Monday Fit Fact: Turkey and Broccoli Casserole

Hello again, I’m back with another healthy recipe for you. This is an easy dish to throw in the fridge and reheat in a pan for lunch the next day. I love making casseroles because you can pretty much use whatever you have in your fridge.

I am on a turkey kick right now so I came up with this recipe using turkey and other ingredients I had in my fridge. It was a great healthy comfort food meal for a cold Saturday afternoon. I curled up on the couch with a bowl and a book.

This casserole contains all the components of a nutritious meal into one dish for easy clean up. This also makes it a prefect meal to take on the go because you only need to pack one container (great for lunch the next day). Feel free to add or substitute any ingredients you wish. For example, turkey could be replaced with chicken or tuna.


• 20-24 oz. Turkey breast, or turkey breast roast
• 2 cans low-fat or fat-free cream soup (cream of broccoli, mushroom, chicken, or celery)
• 1 ½ C fat-free cottage cheese
• 2/3 C skim milk
• 1 can sodium free peas
• 1C mushrooms sliced
• 2-3 small white onions chopped
• 2-3 celery stalks chopped finely
• 2tsp No Salt
• 2tsp pepper
• 2 T garlic powder
• 1 T onion powder
• 3 C broccoli chopped
• 1 C uncooked brown rice pasta, or 2/3 C uncooked brown rice
• Pam or another fat free cooking spray (no oil)

━━━━

_WHAT TO PRODUCE_
Transcribe the part of the turkey and broccoli casserole recipe from "This casserole contains" up to and including "chicken or tuna.".

_DATASET EXTRACT_
━━━━

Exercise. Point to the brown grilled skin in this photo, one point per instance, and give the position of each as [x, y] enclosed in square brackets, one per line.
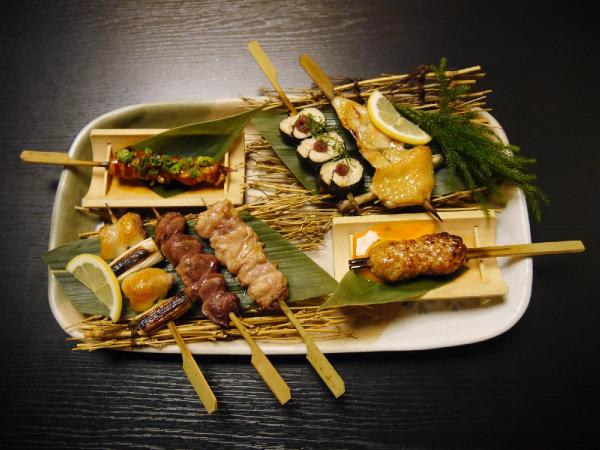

━━━━

_EXPECTED OUTPUT_
This casserole contains all the components of a nutritious meal into one dish for easy clean up. This also makes it a prefect meal to take on the go because you only need to pack one container (great for lunch the next day). Feel free to add or substitute any ingredients you wish. For example, turkey could be replaced with chicken or tuna.